Stored data entries

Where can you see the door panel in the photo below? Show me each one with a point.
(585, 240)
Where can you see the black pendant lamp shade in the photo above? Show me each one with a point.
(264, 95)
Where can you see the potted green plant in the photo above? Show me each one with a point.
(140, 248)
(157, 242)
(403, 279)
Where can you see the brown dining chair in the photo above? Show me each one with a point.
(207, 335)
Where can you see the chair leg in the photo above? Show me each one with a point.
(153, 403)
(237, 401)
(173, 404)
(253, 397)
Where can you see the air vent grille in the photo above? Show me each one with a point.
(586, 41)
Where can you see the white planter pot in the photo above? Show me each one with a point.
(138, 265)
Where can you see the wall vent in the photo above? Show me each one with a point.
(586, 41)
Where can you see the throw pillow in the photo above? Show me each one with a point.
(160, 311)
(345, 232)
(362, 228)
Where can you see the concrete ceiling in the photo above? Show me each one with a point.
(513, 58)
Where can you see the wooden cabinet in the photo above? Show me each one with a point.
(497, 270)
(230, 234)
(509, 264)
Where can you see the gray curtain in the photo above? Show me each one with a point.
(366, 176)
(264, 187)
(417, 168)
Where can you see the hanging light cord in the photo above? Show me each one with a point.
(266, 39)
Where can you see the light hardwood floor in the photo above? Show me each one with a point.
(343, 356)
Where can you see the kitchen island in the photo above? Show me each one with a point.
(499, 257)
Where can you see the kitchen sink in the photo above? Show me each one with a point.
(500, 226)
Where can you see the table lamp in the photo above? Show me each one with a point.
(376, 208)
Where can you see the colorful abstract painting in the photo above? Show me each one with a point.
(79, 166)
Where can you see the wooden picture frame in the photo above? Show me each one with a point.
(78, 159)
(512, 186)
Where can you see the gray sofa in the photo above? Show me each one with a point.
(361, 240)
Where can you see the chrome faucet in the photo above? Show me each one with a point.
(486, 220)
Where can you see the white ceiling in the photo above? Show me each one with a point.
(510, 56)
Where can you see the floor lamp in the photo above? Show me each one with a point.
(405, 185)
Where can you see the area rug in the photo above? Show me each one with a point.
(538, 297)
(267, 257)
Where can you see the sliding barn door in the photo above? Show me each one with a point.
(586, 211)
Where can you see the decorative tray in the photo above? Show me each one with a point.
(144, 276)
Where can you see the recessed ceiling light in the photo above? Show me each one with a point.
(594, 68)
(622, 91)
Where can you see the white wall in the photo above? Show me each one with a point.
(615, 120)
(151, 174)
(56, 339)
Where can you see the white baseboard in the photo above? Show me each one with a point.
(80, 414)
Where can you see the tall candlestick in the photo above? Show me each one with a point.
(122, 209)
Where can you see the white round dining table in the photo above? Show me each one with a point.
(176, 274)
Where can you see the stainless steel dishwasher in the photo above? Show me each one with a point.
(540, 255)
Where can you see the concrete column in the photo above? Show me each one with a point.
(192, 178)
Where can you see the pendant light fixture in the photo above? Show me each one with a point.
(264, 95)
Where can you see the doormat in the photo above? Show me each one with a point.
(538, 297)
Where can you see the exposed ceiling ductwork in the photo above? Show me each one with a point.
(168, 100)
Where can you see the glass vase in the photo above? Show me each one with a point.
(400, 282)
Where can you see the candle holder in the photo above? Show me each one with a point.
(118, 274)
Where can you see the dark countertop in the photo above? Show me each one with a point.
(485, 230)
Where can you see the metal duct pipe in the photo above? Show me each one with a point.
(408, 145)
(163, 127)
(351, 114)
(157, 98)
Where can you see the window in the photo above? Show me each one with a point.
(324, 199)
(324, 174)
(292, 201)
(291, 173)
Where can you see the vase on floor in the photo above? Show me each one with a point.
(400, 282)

• _Exercise objective_
Within the records above, the line carrying "Where can you see the vase" starts the range and the last line ends it. Set down that range exactly.

• _Answer for this exercise_
Where can you see the vase on floor in the photo above? Show me each one with a point.
(400, 282)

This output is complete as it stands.